• Consegna:
Ripeti per favore, senza alcuna modifica, la parte del brano sui 47 ronin compresa tra "Ronin – Nel" e "del XVIII secolo.", estremi inclusi.
┌─ Brano da leggere
Ronin – Nel 1702, quarantasette ronin, in precedenza al servizio di Asano Naganori, assaltano la dimora di Kira Yoshinaka, e lo uccidono per vendicare il loro signore. Il loro sfoggio degli ideali del bushidō diventa una leggenda nazionale Una storia tutta da raccontare.
L’episodio storico noto in occidente come la saga dei 47 ronin è tra quelli che hanno maggiormente influenzato il costume giapponese ma anche l’opinione pubblica occidentale ed alcuni di voi avranno avuto modo di vedere il film del 2013 diretto da Carl Rinsch e con protagonisti Keanu Reeves, Cary-Hiroyuki Tagawa, Hiroyuki Sanada e Rinko Kikuchi.
L’onore, nel Giappone del XVIII secolo, aveva un significato molto più nobile, più prossimo al sacrificio che non agli italici esempi di cui sopra, lontano anni luce dalla nostra mentalità moderna. E questa storia, parte proprio dal Giappone del XVIII secolo.
All’inizio in epoca Edo (1600-1868 circa) era prescritto il sistema detto Sankin Kotai: i feudatari di provincia prestavano periodicamente servizio nella capitale Edo presso la corte dello shogun. I loro incarichi prevedevano la stretta osservanza della rigida etichetta di corte, essi venivano di conseguenza affidati a funzionari esperti che avevano l’incarico di addestrarli e seguirli incessantemente per evitare infrazioni dell’e procedure.
Kira Yoshinaka ricevette disposizione di curare l’addestramento di Asano, appena arrivato dalla provincia di Harima (la stessa da cui proveniva Miyamoto Musashi) e di un altro nobile nelle sue stesse condizioni, il signore Kamei, di Tsuwano
In attesa di una visita da Kyoto – capitale dell’ovest – di un inviato ufficiale dell’imperatore in visita allo shogun, i due nobili dovevano essere istruiti su alcuni cerimoniali legati all’avvenimento. Ben presto Kira fece comprendere ad entrambi che si aspettava di essere generosamente ricompensato per i suoi servizi. I due rifiutarono sdegnati: era inaccettabile che un nobile samurai dovesse pagare un sottoposto per ottenere quanto era suo dovere fare.
Ma per evitare guai peggiori i dignitari al seguito di Kamei diedero di nascosto, dopo aver raccomandato la calma al loro signore che aveva giurato di punire l’affronto con la morte, una generosa mancia a Kira. Immediatamente questi cominciò ad infierire su Asano mostrando invece ogni premura verso Kamei.
Al termine di una lunga serie di provocazioni, a cui Asano aveva nonostante tutto resistito, Kira gli ordinò di allacciargli una scarpa che si era slacciata. Anche a questo Asano seppe resistere, ma quando Kira si dichiarò insoddisfatto del modo in cui era stata allacciata la scarpa, trattandolo da rude bifolco, perse definitivamente la calma. Estrasse il wakizashi, che tutti i dignitari portavano alla cintura mentre era proibito il porto della spada lunga, e si lanciò contro Kira con l’intenzione di ucciderlo.
└─
┌─ Righe memorizzate
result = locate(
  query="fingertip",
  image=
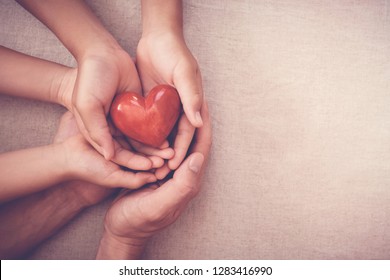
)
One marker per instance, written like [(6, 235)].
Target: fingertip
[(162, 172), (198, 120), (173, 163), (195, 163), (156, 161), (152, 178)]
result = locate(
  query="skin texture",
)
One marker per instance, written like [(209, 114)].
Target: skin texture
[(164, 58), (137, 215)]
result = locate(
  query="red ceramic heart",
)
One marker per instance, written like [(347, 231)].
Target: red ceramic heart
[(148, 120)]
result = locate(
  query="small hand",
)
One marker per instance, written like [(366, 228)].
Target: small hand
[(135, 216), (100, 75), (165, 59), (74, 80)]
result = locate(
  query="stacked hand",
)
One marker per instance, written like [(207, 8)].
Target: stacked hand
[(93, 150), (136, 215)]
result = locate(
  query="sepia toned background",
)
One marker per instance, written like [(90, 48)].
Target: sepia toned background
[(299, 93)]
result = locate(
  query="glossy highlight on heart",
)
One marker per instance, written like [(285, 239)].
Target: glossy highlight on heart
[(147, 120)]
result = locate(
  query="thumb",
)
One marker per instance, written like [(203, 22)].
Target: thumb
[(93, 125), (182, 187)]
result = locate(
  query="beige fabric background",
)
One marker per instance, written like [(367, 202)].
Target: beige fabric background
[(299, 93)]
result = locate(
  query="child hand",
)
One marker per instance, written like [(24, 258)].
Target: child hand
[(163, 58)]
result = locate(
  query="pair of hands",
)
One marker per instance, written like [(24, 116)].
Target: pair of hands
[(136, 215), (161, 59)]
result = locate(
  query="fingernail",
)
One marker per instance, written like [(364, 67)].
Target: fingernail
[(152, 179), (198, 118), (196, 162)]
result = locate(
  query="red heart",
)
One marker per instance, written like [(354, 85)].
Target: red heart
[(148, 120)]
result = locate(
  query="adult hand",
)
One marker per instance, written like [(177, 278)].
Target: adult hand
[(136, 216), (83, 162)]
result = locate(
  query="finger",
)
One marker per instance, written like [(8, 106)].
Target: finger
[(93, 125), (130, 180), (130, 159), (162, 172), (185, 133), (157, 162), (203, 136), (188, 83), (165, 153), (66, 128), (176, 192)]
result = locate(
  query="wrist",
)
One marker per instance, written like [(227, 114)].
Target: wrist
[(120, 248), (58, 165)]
└─
┌─ Righe memorizzate
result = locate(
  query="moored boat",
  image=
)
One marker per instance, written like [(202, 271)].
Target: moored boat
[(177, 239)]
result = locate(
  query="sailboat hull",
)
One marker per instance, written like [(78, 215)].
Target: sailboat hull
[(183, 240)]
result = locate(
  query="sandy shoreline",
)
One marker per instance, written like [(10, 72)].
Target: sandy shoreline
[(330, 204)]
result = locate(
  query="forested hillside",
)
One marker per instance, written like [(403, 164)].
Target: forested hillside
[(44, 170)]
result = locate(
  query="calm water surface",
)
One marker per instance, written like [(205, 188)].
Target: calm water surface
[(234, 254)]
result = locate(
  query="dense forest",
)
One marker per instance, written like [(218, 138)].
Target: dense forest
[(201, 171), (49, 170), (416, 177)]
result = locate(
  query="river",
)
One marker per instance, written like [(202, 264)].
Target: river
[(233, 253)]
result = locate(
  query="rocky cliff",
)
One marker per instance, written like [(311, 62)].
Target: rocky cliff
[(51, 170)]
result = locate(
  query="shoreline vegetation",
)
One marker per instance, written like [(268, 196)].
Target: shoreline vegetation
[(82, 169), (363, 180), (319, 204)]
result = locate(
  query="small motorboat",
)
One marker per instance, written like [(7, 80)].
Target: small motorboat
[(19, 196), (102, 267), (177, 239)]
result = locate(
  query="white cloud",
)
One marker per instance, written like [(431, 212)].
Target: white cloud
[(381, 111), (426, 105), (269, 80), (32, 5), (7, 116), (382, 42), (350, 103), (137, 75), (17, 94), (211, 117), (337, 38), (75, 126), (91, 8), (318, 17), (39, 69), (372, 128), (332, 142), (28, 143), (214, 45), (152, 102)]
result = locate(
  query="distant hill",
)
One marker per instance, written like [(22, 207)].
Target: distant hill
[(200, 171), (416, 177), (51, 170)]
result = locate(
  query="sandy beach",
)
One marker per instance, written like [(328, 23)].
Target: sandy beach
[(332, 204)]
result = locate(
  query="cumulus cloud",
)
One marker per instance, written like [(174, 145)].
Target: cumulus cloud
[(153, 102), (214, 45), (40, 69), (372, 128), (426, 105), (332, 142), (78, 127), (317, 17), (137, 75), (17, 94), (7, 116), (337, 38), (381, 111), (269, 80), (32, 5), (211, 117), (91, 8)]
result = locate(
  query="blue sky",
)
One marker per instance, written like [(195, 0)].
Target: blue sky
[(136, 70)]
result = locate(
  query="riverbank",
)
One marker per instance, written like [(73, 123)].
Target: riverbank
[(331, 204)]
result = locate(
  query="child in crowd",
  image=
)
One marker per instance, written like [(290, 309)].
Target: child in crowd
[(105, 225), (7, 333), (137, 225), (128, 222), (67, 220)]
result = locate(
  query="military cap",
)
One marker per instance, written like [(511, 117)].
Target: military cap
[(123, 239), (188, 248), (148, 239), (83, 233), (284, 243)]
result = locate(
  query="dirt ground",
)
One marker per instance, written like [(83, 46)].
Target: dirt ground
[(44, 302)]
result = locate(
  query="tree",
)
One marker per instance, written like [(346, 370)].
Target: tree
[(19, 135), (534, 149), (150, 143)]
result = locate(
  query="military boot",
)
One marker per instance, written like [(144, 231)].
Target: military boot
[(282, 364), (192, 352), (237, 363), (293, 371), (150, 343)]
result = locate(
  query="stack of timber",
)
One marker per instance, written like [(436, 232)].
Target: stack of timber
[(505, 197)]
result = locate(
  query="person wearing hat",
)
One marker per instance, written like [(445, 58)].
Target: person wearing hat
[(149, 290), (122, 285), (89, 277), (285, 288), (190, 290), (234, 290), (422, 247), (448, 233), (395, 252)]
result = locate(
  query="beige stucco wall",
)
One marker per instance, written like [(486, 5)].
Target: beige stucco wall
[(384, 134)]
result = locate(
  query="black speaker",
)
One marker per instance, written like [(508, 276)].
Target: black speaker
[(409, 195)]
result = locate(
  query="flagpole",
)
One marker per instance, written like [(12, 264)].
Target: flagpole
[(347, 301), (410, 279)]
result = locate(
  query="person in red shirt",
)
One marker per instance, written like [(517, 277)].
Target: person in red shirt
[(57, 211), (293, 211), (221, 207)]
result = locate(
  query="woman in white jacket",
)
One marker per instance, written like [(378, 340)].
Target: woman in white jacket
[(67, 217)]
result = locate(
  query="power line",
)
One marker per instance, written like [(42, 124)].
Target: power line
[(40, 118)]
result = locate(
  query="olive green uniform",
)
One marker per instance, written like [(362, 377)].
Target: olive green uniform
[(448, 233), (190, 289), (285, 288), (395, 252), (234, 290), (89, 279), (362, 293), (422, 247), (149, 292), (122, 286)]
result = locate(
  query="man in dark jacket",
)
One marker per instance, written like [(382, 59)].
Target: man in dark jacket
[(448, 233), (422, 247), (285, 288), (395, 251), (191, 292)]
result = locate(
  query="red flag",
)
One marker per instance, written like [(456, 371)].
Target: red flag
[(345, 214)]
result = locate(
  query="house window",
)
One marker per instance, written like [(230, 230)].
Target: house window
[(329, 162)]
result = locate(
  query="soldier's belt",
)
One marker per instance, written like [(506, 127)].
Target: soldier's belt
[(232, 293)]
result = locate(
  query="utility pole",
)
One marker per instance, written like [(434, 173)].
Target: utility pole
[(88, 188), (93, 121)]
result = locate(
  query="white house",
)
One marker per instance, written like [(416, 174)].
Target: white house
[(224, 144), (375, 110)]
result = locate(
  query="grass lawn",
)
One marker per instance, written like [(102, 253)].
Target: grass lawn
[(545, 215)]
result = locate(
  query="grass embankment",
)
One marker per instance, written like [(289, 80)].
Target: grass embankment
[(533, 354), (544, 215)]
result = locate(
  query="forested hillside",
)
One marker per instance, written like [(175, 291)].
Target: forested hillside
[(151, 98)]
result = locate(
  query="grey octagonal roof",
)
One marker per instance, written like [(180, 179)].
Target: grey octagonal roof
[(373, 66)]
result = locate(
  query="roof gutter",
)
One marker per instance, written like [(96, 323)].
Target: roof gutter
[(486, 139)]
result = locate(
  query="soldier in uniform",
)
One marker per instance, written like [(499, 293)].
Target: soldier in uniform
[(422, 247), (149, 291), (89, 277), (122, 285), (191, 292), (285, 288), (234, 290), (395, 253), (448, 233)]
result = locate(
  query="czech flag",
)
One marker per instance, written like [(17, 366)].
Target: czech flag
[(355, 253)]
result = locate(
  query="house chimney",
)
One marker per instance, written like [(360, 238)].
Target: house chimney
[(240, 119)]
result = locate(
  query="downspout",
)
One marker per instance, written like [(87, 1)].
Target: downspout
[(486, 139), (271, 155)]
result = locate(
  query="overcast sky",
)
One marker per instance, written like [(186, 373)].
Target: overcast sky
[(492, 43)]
└─
• Soluzione:
Ronin – Nel 1702, quarantasette ronin, in precedenza al servizio di Asano Naganori, assaltano la dimora di Kira Yoshinaka, e lo uccidono per vendicare il loro signore. Il loro sfoggio degli ideali del bushidō diventa una leggenda nazionale Una storia tutta da raccontare.
L’episodio storico noto in occidente come la saga dei 47 ronin è tra quelli che hanno maggiormente influenzato il costume giapponese ma anche l’opinione pubblica occidentale ed alcuni di voi avranno avuto modo di vedere il film del 2013 diretto da Carl Rinsch e con protagonisti Keanu Reeves, Cary-Hiroyuki Tagawa, Hiroyuki Sanada e Rinko Kikuchi.
L’onore, nel Giappone del XVIII secolo, aveva un significato molto più nobile, più prossimo al sacrificio che non agli italici esempi di cui sopra, lontano anni luce dalla nostra mentalità moderna. E questa storia, parte proprio dal Giappone del XVIII secolo.